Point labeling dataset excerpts
>>>

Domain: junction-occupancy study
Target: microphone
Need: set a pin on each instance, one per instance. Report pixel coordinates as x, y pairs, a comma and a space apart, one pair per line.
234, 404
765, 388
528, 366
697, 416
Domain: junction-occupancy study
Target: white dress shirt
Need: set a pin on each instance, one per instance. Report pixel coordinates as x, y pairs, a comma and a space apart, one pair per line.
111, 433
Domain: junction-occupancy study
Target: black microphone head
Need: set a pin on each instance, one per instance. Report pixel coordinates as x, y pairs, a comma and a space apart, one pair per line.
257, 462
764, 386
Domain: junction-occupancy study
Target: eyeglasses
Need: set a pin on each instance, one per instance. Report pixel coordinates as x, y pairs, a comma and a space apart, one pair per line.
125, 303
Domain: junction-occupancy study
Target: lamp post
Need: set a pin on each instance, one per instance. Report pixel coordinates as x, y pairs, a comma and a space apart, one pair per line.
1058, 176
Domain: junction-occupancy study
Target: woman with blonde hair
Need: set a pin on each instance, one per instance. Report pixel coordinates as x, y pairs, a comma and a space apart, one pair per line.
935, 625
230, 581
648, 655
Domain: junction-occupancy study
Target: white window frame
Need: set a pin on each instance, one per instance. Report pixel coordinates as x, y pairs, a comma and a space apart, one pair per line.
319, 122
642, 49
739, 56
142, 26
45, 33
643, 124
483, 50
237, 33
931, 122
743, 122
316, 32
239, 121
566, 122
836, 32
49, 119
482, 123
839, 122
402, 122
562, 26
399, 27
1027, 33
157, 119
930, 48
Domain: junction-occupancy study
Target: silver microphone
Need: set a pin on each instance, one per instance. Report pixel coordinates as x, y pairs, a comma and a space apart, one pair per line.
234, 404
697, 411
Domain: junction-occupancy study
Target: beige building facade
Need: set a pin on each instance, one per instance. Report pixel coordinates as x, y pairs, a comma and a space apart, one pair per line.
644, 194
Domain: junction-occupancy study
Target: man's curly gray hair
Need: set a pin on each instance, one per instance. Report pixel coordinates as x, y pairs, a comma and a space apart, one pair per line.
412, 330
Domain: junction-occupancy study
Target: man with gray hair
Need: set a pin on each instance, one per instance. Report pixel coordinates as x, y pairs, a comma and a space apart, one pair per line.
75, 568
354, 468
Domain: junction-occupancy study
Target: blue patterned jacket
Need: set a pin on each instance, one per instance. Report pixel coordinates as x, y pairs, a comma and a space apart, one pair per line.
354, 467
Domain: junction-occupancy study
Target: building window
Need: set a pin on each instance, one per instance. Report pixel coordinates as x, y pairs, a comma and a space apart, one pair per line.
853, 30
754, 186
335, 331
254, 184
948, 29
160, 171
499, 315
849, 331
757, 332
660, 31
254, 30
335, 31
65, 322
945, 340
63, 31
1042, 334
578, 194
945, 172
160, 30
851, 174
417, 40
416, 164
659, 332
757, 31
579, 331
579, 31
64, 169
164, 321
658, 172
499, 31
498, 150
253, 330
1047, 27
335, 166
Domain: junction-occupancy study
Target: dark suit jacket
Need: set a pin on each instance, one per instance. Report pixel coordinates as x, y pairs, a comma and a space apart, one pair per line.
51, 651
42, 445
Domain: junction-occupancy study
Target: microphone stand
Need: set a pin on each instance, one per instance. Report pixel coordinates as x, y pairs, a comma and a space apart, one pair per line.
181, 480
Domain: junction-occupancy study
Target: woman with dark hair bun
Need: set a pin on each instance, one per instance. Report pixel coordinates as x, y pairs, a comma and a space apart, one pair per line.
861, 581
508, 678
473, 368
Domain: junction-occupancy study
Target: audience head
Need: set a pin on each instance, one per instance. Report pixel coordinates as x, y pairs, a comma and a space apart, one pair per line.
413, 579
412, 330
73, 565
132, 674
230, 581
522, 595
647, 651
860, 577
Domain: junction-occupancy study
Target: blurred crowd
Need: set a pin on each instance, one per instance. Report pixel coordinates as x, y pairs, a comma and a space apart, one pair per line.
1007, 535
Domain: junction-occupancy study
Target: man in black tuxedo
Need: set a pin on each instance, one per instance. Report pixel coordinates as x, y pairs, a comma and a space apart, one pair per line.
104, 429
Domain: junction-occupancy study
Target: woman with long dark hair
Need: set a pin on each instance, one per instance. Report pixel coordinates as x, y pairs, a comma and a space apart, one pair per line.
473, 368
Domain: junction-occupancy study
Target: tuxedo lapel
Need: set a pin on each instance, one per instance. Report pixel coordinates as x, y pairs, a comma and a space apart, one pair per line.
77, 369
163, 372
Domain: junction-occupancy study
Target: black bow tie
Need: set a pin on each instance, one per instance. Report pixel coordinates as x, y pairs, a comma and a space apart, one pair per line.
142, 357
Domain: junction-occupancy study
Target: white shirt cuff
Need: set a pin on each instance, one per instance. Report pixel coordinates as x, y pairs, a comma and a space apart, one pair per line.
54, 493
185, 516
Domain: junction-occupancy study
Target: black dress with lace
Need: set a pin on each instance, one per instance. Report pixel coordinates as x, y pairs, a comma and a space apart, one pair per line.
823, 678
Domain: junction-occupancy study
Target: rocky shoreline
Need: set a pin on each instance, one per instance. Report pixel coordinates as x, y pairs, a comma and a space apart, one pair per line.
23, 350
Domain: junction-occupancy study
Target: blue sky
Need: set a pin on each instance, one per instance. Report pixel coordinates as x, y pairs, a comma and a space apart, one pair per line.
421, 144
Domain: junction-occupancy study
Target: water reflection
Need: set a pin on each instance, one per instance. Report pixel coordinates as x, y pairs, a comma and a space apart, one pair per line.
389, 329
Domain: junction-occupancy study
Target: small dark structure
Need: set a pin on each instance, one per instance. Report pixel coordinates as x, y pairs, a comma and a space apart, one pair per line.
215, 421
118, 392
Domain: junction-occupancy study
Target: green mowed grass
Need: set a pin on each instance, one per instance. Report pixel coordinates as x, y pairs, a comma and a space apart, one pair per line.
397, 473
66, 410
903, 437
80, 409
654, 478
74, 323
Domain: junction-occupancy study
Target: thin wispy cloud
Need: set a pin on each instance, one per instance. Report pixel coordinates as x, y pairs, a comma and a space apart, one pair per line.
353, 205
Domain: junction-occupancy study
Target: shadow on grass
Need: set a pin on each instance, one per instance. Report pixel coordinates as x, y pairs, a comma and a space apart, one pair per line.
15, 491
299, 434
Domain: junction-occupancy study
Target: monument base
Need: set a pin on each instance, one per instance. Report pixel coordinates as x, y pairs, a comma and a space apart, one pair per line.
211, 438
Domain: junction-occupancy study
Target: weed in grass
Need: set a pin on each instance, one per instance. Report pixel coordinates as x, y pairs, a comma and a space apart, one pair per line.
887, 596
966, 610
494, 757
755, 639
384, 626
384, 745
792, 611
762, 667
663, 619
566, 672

<<<

▶ Aim
Every entry should be printed again exactly as it stands.

▶ Correct result
Domain: junction-occupancy study
Target: microphone
Need: set a pin on each instance, one per instance. Report pixel coordinates as x, y pairs, a comma and a space apart, one pair per line.
234, 404
765, 388
528, 366
697, 416
Domain: junction-occupancy study
Target: white dress shirt
Need: set a pin on each instance, one per instance. Report pixel coordinates as x, y pairs, a comma and a space apart, one pair per line.
111, 433
Domain: junction-occupancy study
Target: black microphone head
Need: set a pin on each instance, one per instance. Report pixel coordinates as x, y pairs, a comma and a space apart, one pair per line.
257, 462
764, 386
Domain: junction-occupancy study
Target: eyeglasses
Need: set a pin on each instance, one per instance. Report pixel coordinates as x, y pairs, a comma and a space apart, one pair per line.
125, 303
Domain: junction-occupancy study
Target: lamp post
Need: set a pin on each instance, one per instance. Report pixel coordinates as x, y pairs, a comma and a space apart, one pair per line.
1058, 176
Domain: junction-occupancy study
Target: woman with blonde hair
Need: set a pin on each instance, one per instance. Report pixel coordinates as x, y pairs, a comma and a space apart, one pair per line.
935, 625
230, 581
648, 655
Domain: junction-occupancy study
Target: white window frame
Need: set a pin on each instance, one per instance. Report pixel coordinates as x, y pairs, a comma and a space apart, one pair per line.
319, 122
642, 49
739, 56
142, 26
45, 33
643, 124
483, 50
237, 33
931, 122
743, 122
316, 32
239, 121
566, 122
836, 32
49, 119
482, 123
839, 122
402, 122
562, 26
399, 27
1027, 33
157, 119
930, 48
Domain: junction-occupancy study
Target: silver microphone
Need: set a pin on each instance, one per instance. Report pixel coordinates as x, y pairs, a comma and a space apart, one pair per line.
234, 404
697, 411
Domain: junction-occupancy study
Target: beige building facade
Need: set a pin on each instance, one per instance. Report pixel coordinates as x, y pairs, a comma and a space apart, one pair per line.
644, 194
Domain: junction-occupancy study
Target: man's curly gray hair
Need: set a pin on each instance, one per instance. Report pixel coordinates as x, y pairs, a comma and a space apart, one pair per line.
412, 330
Domain: junction-occupancy study
Target: man with gray hair
Need: set a pin on each instance, one per instance. Report pixel coordinates as x, y pairs, a comma and a space apart, one pair per line.
75, 568
354, 468
Domain: junction-occupancy study
Target: blue patterned jacket
Need: set a pin on each instance, one per instance. Report pixel coordinates as x, y pairs, a comma and a space apart, one pair per line.
354, 467
Domain: junction-occupancy study
Target: building window
Need: set a pin on each instance, one per instance. Report pixel coordinates as x, y pairs, a comma and a space apart, one pair per line.
853, 30
754, 186
335, 331
254, 184
948, 29
160, 171
499, 315
849, 331
757, 332
660, 31
254, 30
335, 31
65, 322
945, 340
63, 31
1042, 334
578, 194
945, 172
160, 30
851, 174
417, 40
416, 164
659, 332
757, 31
579, 331
579, 31
64, 169
164, 321
658, 172
499, 31
498, 150
253, 330
1047, 27
335, 166
Domain: junction-occupancy study
Target: dark suit jacket
Need: set a pin on each instance, one per instance. Report pixel coordinates as x, y pairs, a comma and a space apart, one pair per line.
51, 651
42, 445
Domain: junction-occupancy study
Target: microphone stand
Need: set a pin on each instance, one per instance. Report pixel coordinates as x, y pairs, a comma and a space apart, one pair per line.
181, 480
Domain: junction-occupancy study
Target: woman with dark hair bun
Need: set a pin on each instance, one per instance. Report pixel coordinates as x, y pairs, a comma and a space apart, one pair per line.
861, 581
508, 678
473, 368
Domain: junction-occupancy study
Target: audience head
Need: set a pin on each instance, one per instance. Report pixel coordinates as x, y pairs, a comma and a space apart, one pair per line.
413, 579
412, 330
73, 565
132, 674
230, 581
522, 595
647, 651
860, 577
Domain: junction-occupancy study
Target: blurred crowd
Need: set a pin on each instance, one per instance. Report pixel coordinates as x, y pairs, a comma and a space apart, one pair per line.
1007, 535
Domain: junction-occupancy study
Target: man in black tuxedo
Need: set a pin on each instance, one per instance. Report pixel coordinates as x, y pairs, a comma and a space apart, one pair per line.
104, 429
Domain: junction-occupancy study
Target: woman with long dark hair
Need: set a pin on each instance, one per instance. Report pixel coordinates as x, y pairs, a comma and a space apart, one pair per line.
473, 368
Domain: junction-occupancy study
Target: tuxedo lapel
Need: set a pin on each instance, one per instance. Report pixel coordinates as x, y pairs, a comma and a space apart, one pair per line.
77, 369
163, 372
Domain: junction-occupancy study
Target: black bow tie
Need: set a pin on each instance, one per instance. Report pixel coordinates as x, y pairs, a comma and a space apart, one pair per line.
142, 357
Domain: junction-occupancy study
Target: white shirt cuff
Need: set a pin on each instance, one per instance. Report pixel coordinates as x, y pairs, a comma and a space apart, one pair per line.
54, 493
185, 516
Domain: junction-occupancy study
Target: black dress with lace
Need: set a pin on each instance, one per instance. Report pixel coordinates as x, y pairs, a comma and a space apart, one pair per line.
823, 678
Domain: junction-occupancy study
Target: rocky shoreline
Need: set a pin on each instance, one per instance. Report pixel coordinates as x, y pairs, a comma and a space apart, one pair per line.
23, 350
Domain: junction-occupancy study
Target: blue sky
Need: set a pin on each instance, one per instance. Report pixel coordinates as x, y pairs, a comma and a space apart, one pair per line.
421, 144
Domain: junction-occupancy study
Target: water reflection
Need: set a pin on each instance, one per instance. Report pixel coordinates as x, y pairs, a comma and a space apart, one pair per line.
389, 329
Domain: junction-occupancy study
Target: small dark structure
Need: set a pin on each instance, one per instance. Report pixel coordinates as x, y pairs, a comma and a space apart, one pair per line.
215, 421
118, 392
Domain: junction-occupancy study
Target: green mowed grass
Need: set a pin on each instance, one per instance. Report pixel coordinates as x, y pairs, a comma and a space apart, one pair per line.
397, 473
66, 410
903, 437
80, 409
654, 478
74, 323
Domain: junction-occupancy study
Target: thin wispy cloud
Need: set a pin on each instance, one per instance. Report pixel coordinates as x, y pairs, a comma and a space apart, one pair per line.
353, 205
Domain: junction-occupancy study
Target: shadow on grass
Need: set a pin on each instance, one per instance. Report pixel coordinates as x, y pairs, a comma and a space apart, one pair per line.
15, 491
299, 434
Domain: junction-occupancy study
Target: monument base
Need: set a pin on each instance, one per instance. Report pixel coordinates as x, y pairs, a comma and a space apart, one pair per line.
211, 438
Domain: junction-occupancy study
Target: weed in grass
Need: set a pin on each instance, one per instance. Report pixel coordinates as x, y pairs, a comma and a space apart, one pair per line.
887, 596
966, 610
494, 757
755, 639
384, 626
384, 745
792, 611
762, 667
663, 619
566, 672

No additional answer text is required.